[Segmentation mask data]
----

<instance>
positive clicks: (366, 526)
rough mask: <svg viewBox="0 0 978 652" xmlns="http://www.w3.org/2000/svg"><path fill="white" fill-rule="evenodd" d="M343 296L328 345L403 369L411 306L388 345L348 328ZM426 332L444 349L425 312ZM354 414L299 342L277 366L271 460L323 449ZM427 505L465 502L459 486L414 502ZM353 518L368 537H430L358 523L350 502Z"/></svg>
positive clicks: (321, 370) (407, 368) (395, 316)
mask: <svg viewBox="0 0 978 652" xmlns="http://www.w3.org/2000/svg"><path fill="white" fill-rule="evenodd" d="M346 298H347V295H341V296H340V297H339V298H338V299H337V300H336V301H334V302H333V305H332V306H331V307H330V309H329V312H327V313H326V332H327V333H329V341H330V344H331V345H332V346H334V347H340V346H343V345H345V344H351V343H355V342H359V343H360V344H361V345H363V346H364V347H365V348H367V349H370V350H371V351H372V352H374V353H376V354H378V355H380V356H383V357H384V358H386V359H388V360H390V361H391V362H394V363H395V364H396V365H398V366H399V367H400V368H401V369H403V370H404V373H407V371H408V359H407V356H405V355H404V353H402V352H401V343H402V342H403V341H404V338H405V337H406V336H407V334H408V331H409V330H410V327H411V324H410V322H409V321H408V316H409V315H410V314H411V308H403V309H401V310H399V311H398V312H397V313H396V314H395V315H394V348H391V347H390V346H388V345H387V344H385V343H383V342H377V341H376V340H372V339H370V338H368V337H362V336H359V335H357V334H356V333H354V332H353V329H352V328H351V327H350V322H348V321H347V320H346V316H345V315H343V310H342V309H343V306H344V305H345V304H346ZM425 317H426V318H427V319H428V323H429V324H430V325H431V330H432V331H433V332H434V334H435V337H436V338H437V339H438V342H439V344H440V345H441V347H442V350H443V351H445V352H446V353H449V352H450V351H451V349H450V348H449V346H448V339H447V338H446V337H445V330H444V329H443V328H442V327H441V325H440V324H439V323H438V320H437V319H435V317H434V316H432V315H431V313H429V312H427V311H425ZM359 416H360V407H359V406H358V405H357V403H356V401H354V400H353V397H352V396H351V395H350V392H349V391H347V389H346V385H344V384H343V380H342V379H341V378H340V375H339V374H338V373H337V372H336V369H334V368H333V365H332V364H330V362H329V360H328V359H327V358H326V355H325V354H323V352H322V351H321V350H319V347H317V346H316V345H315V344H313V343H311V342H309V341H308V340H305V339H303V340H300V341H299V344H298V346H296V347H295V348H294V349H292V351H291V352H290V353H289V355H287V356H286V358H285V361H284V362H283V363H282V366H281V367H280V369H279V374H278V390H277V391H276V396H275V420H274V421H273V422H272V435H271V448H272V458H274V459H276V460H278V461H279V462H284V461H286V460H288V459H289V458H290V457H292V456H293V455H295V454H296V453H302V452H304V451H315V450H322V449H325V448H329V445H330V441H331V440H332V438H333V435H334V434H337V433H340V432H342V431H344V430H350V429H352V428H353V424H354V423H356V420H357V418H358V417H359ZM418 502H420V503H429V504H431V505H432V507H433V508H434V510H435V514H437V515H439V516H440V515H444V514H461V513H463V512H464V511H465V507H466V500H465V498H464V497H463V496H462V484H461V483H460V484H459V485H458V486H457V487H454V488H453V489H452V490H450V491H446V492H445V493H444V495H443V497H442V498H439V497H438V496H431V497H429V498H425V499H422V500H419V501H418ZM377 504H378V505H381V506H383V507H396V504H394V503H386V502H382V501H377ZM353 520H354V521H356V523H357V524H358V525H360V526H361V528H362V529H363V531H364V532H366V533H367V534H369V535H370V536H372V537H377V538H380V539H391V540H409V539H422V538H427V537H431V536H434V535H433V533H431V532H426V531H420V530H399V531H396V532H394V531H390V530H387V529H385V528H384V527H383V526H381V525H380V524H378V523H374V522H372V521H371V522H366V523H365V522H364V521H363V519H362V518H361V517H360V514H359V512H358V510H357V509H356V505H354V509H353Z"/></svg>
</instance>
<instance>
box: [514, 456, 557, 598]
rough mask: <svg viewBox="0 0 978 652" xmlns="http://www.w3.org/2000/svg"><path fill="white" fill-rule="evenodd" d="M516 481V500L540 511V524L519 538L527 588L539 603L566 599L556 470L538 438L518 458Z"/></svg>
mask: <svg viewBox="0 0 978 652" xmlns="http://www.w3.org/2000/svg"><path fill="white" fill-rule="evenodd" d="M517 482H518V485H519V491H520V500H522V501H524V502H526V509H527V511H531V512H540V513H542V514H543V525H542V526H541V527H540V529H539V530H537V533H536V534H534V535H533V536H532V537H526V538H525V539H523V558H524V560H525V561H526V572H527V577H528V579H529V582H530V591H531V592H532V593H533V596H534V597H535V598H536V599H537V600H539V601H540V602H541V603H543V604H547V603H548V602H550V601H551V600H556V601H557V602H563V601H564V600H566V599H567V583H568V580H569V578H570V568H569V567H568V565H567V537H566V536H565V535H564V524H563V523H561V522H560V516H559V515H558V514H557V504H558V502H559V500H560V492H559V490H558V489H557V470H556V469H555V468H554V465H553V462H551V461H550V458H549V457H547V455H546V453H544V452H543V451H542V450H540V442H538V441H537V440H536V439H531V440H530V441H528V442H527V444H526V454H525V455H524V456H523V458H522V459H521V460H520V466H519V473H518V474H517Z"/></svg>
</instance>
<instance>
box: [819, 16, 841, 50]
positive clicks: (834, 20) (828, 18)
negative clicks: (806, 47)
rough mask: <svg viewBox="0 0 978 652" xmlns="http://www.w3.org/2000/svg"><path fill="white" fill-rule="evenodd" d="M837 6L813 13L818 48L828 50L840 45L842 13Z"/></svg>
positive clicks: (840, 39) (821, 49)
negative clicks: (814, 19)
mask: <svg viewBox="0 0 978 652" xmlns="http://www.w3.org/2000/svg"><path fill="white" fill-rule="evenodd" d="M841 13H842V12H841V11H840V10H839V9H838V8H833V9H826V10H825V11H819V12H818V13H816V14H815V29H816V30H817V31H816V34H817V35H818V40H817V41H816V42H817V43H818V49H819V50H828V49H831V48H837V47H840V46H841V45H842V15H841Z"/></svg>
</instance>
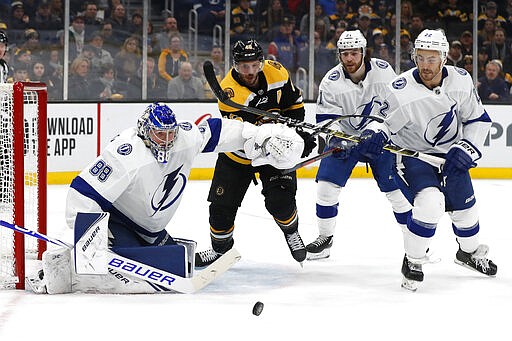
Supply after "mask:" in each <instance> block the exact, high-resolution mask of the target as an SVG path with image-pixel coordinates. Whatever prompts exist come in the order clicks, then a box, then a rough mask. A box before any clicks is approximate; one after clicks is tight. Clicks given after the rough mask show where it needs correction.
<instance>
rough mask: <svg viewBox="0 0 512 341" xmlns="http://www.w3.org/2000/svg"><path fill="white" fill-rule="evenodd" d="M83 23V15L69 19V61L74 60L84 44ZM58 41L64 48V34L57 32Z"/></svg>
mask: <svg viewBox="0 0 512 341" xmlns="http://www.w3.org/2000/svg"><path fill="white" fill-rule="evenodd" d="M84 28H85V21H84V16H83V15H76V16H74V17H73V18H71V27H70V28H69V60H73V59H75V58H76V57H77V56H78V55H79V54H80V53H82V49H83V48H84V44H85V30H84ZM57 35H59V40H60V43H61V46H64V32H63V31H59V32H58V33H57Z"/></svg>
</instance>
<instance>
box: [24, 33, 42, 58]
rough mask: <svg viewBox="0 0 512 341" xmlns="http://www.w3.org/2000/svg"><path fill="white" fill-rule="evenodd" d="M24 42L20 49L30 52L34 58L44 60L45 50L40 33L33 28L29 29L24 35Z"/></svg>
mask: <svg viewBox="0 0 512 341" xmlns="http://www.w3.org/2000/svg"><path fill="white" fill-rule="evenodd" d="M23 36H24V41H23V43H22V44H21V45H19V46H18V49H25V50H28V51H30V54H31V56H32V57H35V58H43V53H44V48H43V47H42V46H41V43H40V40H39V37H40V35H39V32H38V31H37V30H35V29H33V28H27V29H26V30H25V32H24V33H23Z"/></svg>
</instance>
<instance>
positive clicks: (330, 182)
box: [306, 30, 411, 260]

----

WORK ITEM: From the very first line of the records down to the line with "296L328 345L403 369L411", please write out each line exactly, including both ends and no other lines.

WORKED SOLUTION:
<instance>
positive clicks: (366, 526)
rough mask: <svg viewBox="0 0 978 652" xmlns="http://www.w3.org/2000/svg"><path fill="white" fill-rule="evenodd" d="M343 296L328 345L403 369L411 306L388 345L348 328ZM426 332L444 349L425 312ZM354 414L299 342L277 366L271 460L323 449ZM427 505L465 502L459 486L414 502ZM353 518L368 537H430L358 523L350 502Z"/></svg>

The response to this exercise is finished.